*WORK TO BE COMPLETED*
Below is a set of records, and all of them should be retyped exactly, minus the pictures.

────────────────────────────────────────

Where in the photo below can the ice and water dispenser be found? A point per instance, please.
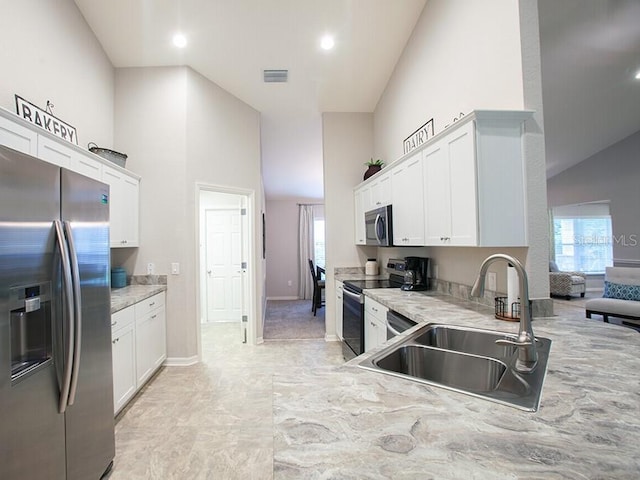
(30, 325)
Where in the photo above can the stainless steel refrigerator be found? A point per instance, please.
(56, 391)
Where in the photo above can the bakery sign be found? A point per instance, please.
(45, 120)
(417, 138)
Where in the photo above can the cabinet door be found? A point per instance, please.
(18, 137)
(124, 365)
(462, 181)
(359, 225)
(53, 152)
(437, 196)
(144, 348)
(339, 312)
(380, 191)
(131, 195)
(123, 207)
(408, 202)
(159, 338)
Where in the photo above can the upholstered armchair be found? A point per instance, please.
(566, 284)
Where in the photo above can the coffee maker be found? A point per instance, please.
(416, 271)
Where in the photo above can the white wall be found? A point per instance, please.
(460, 57)
(464, 56)
(347, 142)
(613, 175)
(49, 53)
(179, 129)
(283, 219)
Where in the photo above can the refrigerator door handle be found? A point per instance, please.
(69, 318)
(77, 304)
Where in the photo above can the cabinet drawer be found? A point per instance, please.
(147, 305)
(122, 318)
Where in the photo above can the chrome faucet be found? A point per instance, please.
(526, 342)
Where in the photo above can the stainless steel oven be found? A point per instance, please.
(353, 305)
(352, 321)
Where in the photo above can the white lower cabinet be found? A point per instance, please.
(138, 346)
(123, 347)
(150, 336)
(375, 324)
(339, 288)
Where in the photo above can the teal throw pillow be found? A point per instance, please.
(621, 291)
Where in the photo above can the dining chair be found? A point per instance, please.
(318, 286)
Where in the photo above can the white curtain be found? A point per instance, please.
(305, 289)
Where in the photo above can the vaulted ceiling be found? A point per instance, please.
(589, 54)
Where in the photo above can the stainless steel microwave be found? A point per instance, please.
(378, 227)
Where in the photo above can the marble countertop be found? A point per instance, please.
(346, 422)
(131, 294)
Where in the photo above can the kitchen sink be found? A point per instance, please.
(467, 340)
(465, 360)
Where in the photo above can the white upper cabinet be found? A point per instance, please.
(407, 202)
(379, 190)
(123, 206)
(464, 187)
(359, 209)
(54, 152)
(450, 190)
(124, 186)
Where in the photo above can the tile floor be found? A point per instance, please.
(212, 420)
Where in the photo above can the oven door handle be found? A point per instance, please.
(392, 330)
(355, 296)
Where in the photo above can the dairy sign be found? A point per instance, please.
(417, 138)
(45, 120)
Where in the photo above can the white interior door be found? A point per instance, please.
(223, 251)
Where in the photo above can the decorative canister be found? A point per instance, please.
(371, 267)
(118, 277)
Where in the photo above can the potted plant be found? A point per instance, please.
(374, 167)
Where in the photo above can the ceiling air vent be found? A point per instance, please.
(276, 76)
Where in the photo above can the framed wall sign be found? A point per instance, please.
(417, 138)
(45, 120)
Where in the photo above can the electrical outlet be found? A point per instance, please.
(491, 281)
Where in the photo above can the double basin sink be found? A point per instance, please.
(465, 360)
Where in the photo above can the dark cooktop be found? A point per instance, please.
(359, 285)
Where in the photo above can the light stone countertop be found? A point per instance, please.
(349, 423)
(124, 297)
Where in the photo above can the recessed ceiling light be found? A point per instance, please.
(327, 42)
(179, 40)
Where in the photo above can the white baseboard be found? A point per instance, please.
(180, 361)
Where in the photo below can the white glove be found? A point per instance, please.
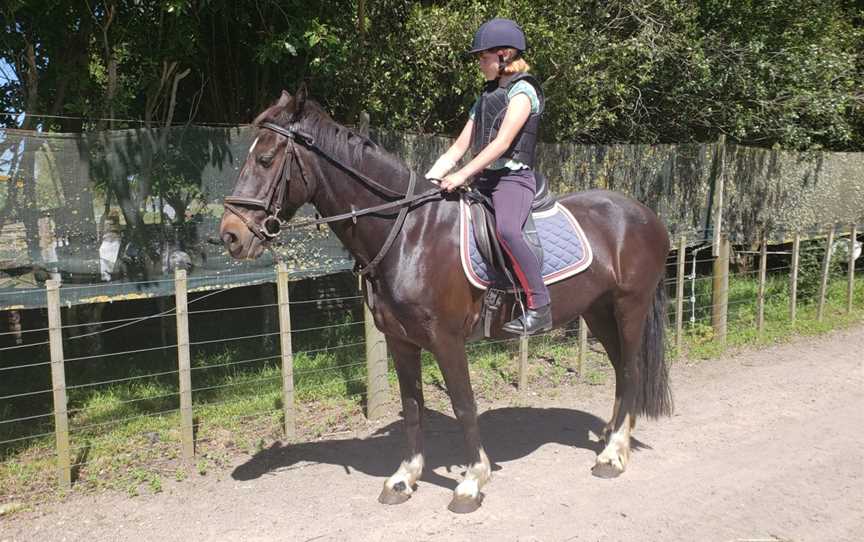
(441, 168)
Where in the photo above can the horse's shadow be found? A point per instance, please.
(508, 434)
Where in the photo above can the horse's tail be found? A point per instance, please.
(654, 398)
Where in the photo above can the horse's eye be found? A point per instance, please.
(265, 159)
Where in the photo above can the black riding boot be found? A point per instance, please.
(533, 321)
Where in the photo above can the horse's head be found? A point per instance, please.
(272, 184)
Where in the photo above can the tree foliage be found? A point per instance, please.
(768, 72)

────────────────────────────────────────

*ANSWER BELOW*
Where in the photo below can the ice and water dispenser be found? A point per instance, please.
(30, 325)
Where in the photo above can the stainless steel refrigerator be found? A point per instance, please.
(56, 391)
Where in the photo above can the bakery sign be found? A point per instance, please.
(45, 120)
(417, 138)
Where in the photo above can the cabinet door be found? A point per instance, please.
(18, 137)
(124, 365)
(462, 181)
(359, 225)
(53, 152)
(437, 196)
(144, 348)
(339, 312)
(380, 191)
(131, 195)
(123, 207)
(408, 202)
(159, 338)
Where in the photo above can the upholstered armchair be found? A point per instance, please.
(566, 284)
Where in the photo above can the coffee maker be found? A point per instance, please.
(416, 271)
Where in the photo above can the white wall be found? A point per instance, please.
(460, 57)
(464, 56)
(347, 142)
(613, 175)
(49, 53)
(179, 129)
(283, 219)
Where in the photo above can the refrigerator door handle be found? A point per instance, please.
(69, 318)
(77, 304)
Where in the photo above can the cabinet drawer be found? A point per instance, please.
(147, 305)
(122, 318)
Where in the photo above can the chrome faucet be found? A point per instance, please.
(526, 342)
Where in the photo above can the stainless steel oven be found? A point per instance, please.
(353, 305)
(352, 321)
Where in the photo above can the white lower cabinet be found? A point per instance, please.
(138, 346)
(123, 347)
(150, 336)
(375, 324)
(339, 288)
Where in the photo above can the teal throw pillow be found? A point per instance, please.
(621, 291)
Where in the photo above can the dining chair be found? A point per instance, please.
(318, 286)
Where in the photo above can the white curtain be found? A point per instance, please.
(305, 289)
Where in the photo above can the vaulted ceiling be found? A point per instance, please.
(589, 54)
Where in the photo above can the stainless steel microwave be found? A point per instance, please.
(378, 227)
Where in the photo above can the marble countertop be found? A point per instance, please.
(346, 422)
(131, 294)
Where in the photo above can the kitchen sink be found? A point per instance, please.
(467, 340)
(465, 360)
Where in the photo above can the white upper cabinet be found? A point per instance, please.
(407, 202)
(379, 190)
(123, 206)
(464, 187)
(359, 209)
(54, 152)
(450, 190)
(124, 186)
Where in the photo above can the tile floor be found? A point per instance, please.
(212, 420)
Where in the photo above can the oven door handle be found? A point per instance, please.
(392, 330)
(355, 296)
Where in the photo above can the dairy sign be found? A point per instance, please.
(417, 138)
(45, 120)
Where in the photo above can the white interior door be found? A point per instance, please.
(223, 251)
Where in the photo above can the decorative canister be found? A point per instance, please.
(371, 267)
(118, 277)
Where in the photo above can the potted plant be found? A point per instance, please.
(374, 167)
Where in the photo above can the ceiling air vent be found? A point per instance, please.
(276, 76)
Where in the photo above can the framed wall sign be found? A point per instance, please.
(417, 138)
(45, 120)
Where in the photo above can the electrical outlet be found? A point per instance, please.
(491, 281)
Where in the photo above can the double basin sink be found? A point per instance, please.
(465, 360)
Where in the photo above can the dark cooktop be found? A point per instance, please.
(359, 285)
Where in the photo above can the light stone countertop be found? A point per instance, please.
(349, 423)
(124, 297)
Where in the photo above can the recessed ceiling light be found? A point per instance, please.
(327, 42)
(179, 40)
Where in the photo above can the white baseboard be found? A point per instance, please.
(180, 361)
Where in the photo below can the white glove be found? A point per instance, please.
(441, 168)
Where in the photo above can the horse's shadow be found? A point per instance, please.
(508, 434)
Where in the photo above can the horse's tail be found? A point per instance, please.
(654, 398)
Where in the photo above can the horse's eye be found? A point per instance, please.
(265, 159)
Where in the photo above can the black riding boot be found? A point per instance, please.
(533, 321)
Where in the photo above can the horse's head be found? A point per instance, please.
(272, 184)
Where in the photo above can the tree foliage be found? A point per instance, please.
(768, 72)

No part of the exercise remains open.